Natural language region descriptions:
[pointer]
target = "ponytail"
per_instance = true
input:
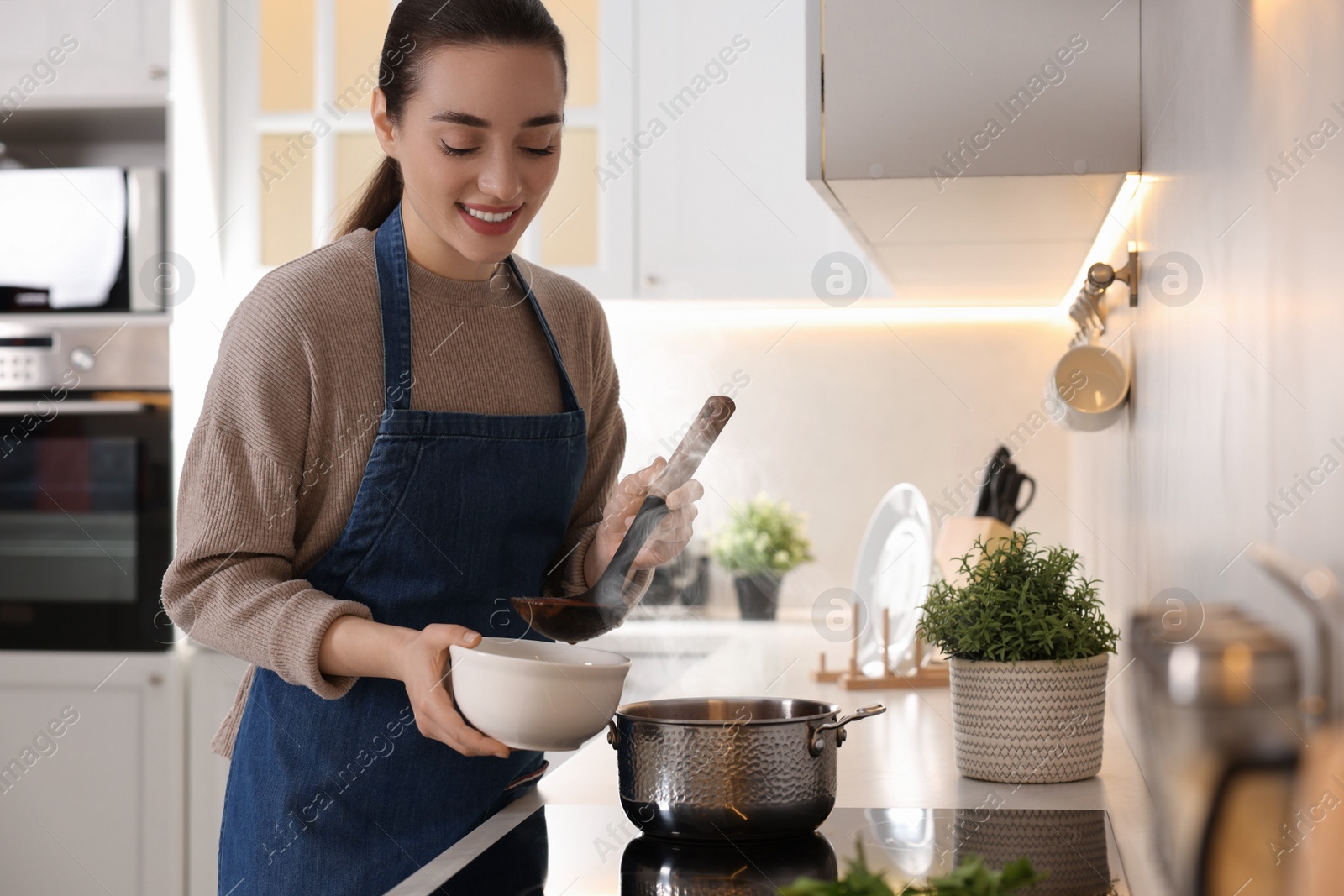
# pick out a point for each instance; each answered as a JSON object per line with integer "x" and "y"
{"x": 420, "y": 26}
{"x": 378, "y": 199}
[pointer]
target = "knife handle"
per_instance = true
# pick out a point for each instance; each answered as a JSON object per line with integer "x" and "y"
{"x": 685, "y": 461}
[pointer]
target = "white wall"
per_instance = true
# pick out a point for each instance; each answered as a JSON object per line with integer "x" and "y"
{"x": 1236, "y": 391}
{"x": 840, "y": 407}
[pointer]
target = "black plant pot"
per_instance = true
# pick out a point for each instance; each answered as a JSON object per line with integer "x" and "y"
{"x": 759, "y": 595}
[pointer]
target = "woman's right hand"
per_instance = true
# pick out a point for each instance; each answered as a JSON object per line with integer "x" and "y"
{"x": 421, "y": 663}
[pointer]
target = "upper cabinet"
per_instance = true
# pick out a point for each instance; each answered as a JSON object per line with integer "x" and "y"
{"x": 60, "y": 54}
{"x": 718, "y": 152}
{"x": 974, "y": 148}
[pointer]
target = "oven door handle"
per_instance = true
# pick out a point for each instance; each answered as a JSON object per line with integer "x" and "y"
{"x": 49, "y": 409}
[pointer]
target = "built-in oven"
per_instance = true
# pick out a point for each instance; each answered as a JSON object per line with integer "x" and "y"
{"x": 85, "y": 483}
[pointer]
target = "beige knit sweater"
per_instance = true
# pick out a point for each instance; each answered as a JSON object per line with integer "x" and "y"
{"x": 289, "y": 419}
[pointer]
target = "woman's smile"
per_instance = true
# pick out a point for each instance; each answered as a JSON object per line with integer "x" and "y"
{"x": 491, "y": 221}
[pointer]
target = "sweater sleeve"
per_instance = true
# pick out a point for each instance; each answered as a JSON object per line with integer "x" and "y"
{"x": 605, "y": 453}
{"x": 232, "y": 584}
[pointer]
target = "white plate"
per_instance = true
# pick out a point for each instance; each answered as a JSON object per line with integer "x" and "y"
{"x": 894, "y": 571}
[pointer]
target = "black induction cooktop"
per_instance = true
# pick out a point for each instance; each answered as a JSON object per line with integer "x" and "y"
{"x": 589, "y": 851}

Assignment:
Return every line holding the word "black" from the records.

Solution for this problem:
target = "black plant pot"
target = "black induction cooktop"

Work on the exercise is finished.